Work item: The material below contains a line with "Target: dark coat" and a line with "Target: person's leg". Copy exactly those two lines and all lines between them.

Task material:
________________________________________

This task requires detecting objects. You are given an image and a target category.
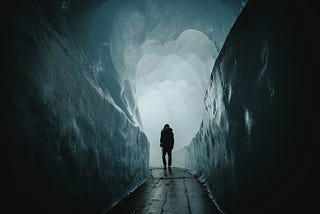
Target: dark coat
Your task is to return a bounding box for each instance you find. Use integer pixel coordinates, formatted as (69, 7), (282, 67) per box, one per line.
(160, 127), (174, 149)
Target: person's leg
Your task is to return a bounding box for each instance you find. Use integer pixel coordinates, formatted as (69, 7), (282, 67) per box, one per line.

________________________________________

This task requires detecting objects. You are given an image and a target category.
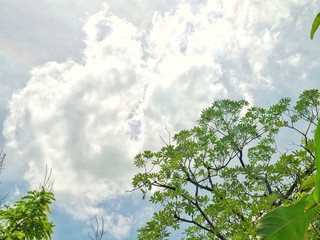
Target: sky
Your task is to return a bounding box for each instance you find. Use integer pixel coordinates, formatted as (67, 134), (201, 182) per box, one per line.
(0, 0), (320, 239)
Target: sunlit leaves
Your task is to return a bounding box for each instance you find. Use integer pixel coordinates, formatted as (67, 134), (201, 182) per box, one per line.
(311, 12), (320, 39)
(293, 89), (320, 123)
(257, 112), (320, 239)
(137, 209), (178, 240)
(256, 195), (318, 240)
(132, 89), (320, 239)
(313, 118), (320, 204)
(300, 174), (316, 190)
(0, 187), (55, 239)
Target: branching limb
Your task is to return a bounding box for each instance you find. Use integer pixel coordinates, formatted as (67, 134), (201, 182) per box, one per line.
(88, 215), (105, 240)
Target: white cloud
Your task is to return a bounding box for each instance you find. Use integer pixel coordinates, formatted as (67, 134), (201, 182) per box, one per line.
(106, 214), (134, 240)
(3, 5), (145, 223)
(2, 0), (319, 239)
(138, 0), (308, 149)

________________________________________

Expected answer:
Target: dark coat
Your task is to return a bounding box for each instance you find. Use integer pixel coordinates, formatted as (69, 7), (282, 67) per box, one per line.
(160, 127), (174, 149)
Target: person's leg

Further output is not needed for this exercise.